### 記事
4~5点リードと、1~3点ビハインドはその名前の通りで、大量リードは6点以上リード時、敗戦処理は4点以上ビハインド時を指しています。

2019年と2020年を比較してみると、一番に目に付くのは、H/Sシチュエーションでの登板割合の差になるでしょう。
2019年は登板上位投手全員が、このシチュエーションでの登板が最も多い一方で、2020年はフランスア、塹江、ケムナがそれに該当するだけで、むしろビハインドでの登板割合が高い投手の数の方が、多くなっています。
この数値の差は、それだけ2020年は勝ちパターンの構築に苦しんだ、ということの表れとも取れそうです。

また通年勝ちパターンに定着した投手にフォーカスしてみると、対象は2019年/2020年両年のフランスアであり、2020年の塹江になるでしょうが、気になるのは2020年のH/Sシチュエーションでの登板割合の低さです。
2019年のフランスアの73.1%に対し、開幕1か月後の定着となったとはいえフランスアが64.2%、塹江に至っては57.7%という数値になっています。
特に塹江は4~5点リードや、1~3点ビハインドといった、勝ちパターンの投手が出てくるか微妙な点差での登板が目立っており、その点については、しっかり登板管理出来ていたかは微妙なところではあります。

ただ、9月以降だと8回のホールドシチュエーション自体が少なく、塹江もこの間登板した24試合中10試合しかホールドシチュエーションでの登板がありませんでした。
となると、登板間隔を大きく空けないための登板が増えるため、このような登板割合になってしまったと考えられるのではないでしょうか。

ですので、個々で見ると多少の差こそあれども、接戦の少なさや勝ちパターンを担える投手不足等の状況によるものが大きく、少なくともここから運用面の変化は読み取れないと言えそうです。

4章まとめ

個人個人まで登板時シチュエーションを落とし込むことで、2020年の方が好ましくない登板状況にありましたが、それも結局は運用面以外の部分から生じていることが分かりました。

### 提供データ
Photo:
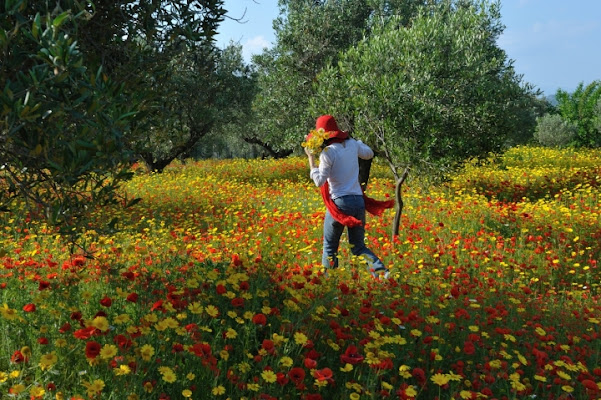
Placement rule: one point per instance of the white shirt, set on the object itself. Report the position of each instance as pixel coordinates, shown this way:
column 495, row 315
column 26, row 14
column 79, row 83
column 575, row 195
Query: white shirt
column 339, row 166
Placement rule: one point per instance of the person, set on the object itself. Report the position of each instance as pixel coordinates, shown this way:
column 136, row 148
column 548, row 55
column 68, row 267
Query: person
column 338, row 177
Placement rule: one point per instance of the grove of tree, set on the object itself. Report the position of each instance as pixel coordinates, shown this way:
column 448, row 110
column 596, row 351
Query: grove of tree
column 90, row 87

### 課題の内容
- a) 記録のうち、「Placement rule: one point per instance of the grove」を含む行から記録の最後の行までを、両端の行も含めて一字一句変えずに書き写してください。
- b) 投手の登板状況についての記事を、示された最後の文の後から書き継いでください。
投手の登板状況についての記事と記録は、それぞれ独立した別の資料です。

### 回答
- a)
Placement rule: one point per instance of the grove of tree, set on the object itself. Report the position of each instance as pixel coordinates, shown this way:
column 448, row 110
column 596, row 351
Query: grove of tree
column 90, row 87

- b)
2章や3章とも総合すると、運用の妙というよりは、外部要因による部分が大きそうです。

5.まとめ

・連投数に差は少ないものの、2020年の方が週間登板数や回跨ぎ数は低めに抑えられており、若干2020年の方に分がある
・試合終盤の状況別に見ると、2020年の方が勝ちパターンの投手が不要な場面で登板することが少なく、登板管理面で2019年と差が生じている
・個々の投手別に見ると、塹江のように2020年の方が勝ちパターンの投手がH/Sシチュエーションで登板する割合が高くなっているが、接戦の少なさなど外部要因に大きく影響を受けている

全体的には、2020年の方が2019年より登板管理が出来ているような結果となりました。
しかし、ここで出した数値だけでリリーフ投手運用が意図をもって良化したとは、必ずしも言えないのではないでしょうか。

というのも、文中で何度か述べてきましたが、2020年は接戦の少なさや勝ちパターンが中々確立出来なかったという特徴があり、運用以外の要因によって数値が良化したとも考えられるからです。

ですので、本当にリリーフ投手運用が良化したのかは、来年以降も検証を続けていき、どのような傾向を示すかをチェックしていく他ありません。
来季の一軍投手コーチは新たに横山竜士、永川勝浩体制となりますが、ここでも何か変化はあるのか、来季終了した時点でまたこのような検証を行っていこうと思います。